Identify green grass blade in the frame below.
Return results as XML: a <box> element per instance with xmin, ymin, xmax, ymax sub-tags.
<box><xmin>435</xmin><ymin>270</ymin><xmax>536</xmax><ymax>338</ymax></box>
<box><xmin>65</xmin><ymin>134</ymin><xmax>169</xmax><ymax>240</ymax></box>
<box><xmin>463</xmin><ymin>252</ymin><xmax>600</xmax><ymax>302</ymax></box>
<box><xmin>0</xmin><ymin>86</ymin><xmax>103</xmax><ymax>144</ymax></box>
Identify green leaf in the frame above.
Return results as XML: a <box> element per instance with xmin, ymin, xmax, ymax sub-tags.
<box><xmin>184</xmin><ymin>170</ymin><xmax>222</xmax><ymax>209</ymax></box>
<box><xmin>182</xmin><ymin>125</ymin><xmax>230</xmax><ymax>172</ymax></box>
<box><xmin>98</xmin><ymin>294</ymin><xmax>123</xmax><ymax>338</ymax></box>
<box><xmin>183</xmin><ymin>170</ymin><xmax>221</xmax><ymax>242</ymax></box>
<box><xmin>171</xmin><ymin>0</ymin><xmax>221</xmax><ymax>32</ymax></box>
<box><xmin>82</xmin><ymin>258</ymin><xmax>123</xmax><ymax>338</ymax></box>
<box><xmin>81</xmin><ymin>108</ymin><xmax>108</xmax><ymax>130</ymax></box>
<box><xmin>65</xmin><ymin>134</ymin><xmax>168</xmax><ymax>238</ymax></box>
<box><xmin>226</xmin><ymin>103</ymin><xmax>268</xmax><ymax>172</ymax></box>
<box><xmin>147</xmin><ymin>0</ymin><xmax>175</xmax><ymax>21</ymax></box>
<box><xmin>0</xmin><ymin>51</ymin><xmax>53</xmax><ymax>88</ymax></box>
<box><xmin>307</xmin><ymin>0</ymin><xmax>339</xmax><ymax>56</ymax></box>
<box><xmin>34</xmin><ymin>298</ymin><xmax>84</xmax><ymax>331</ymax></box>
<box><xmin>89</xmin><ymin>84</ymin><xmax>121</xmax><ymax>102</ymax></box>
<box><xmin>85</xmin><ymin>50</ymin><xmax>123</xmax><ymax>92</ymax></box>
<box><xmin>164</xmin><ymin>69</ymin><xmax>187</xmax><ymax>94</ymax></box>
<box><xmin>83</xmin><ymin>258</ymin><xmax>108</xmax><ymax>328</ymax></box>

• _Required work_: Output exactly what runs from the line with "Identify green leaf in the frame above." to the final line above, both lines included, and nothing else.

• _Answer to this problem_:
Identify green leaf in the frame above.
Return results as XML: a <box> element per instance with xmin, ymin, xmax, ymax sub-tags.
<box><xmin>184</xmin><ymin>170</ymin><xmax>222</xmax><ymax>209</ymax></box>
<box><xmin>182</xmin><ymin>125</ymin><xmax>230</xmax><ymax>172</ymax></box>
<box><xmin>98</xmin><ymin>294</ymin><xmax>123</xmax><ymax>338</ymax></box>
<box><xmin>183</xmin><ymin>170</ymin><xmax>221</xmax><ymax>242</ymax></box>
<box><xmin>171</xmin><ymin>0</ymin><xmax>221</xmax><ymax>32</ymax></box>
<box><xmin>82</xmin><ymin>258</ymin><xmax>123</xmax><ymax>338</ymax></box>
<box><xmin>81</xmin><ymin>108</ymin><xmax>108</xmax><ymax>130</ymax></box>
<box><xmin>65</xmin><ymin>134</ymin><xmax>168</xmax><ymax>238</ymax></box>
<box><xmin>226</xmin><ymin>103</ymin><xmax>268</xmax><ymax>172</ymax></box>
<box><xmin>147</xmin><ymin>0</ymin><xmax>175</xmax><ymax>21</ymax></box>
<box><xmin>0</xmin><ymin>51</ymin><xmax>53</xmax><ymax>88</ymax></box>
<box><xmin>307</xmin><ymin>0</ymin><xmax>339</xmax><ymax>56</ymax></box>
<box><xmin>34</xmin><ymin>298</ymin><xmax>84</xmax><ymax>331</ymax></box>
<box><xmin>89</xmin><ymin>84</ymin><xmax>121</xmax><ymax>102</ymax></box>
<box><xmin>85</xmin><ymin>50</ymin><xmax>123</xmax><ymax>92</ymax></box>
<box><xmin>164</xmin><ymin>69</ymin><xmax>187</xmax><ymax>94</ymax></box>
<box><xmin>83</xmin><ymin>258</ymin><xmax>108</xmax><ymax>328</ymax></box>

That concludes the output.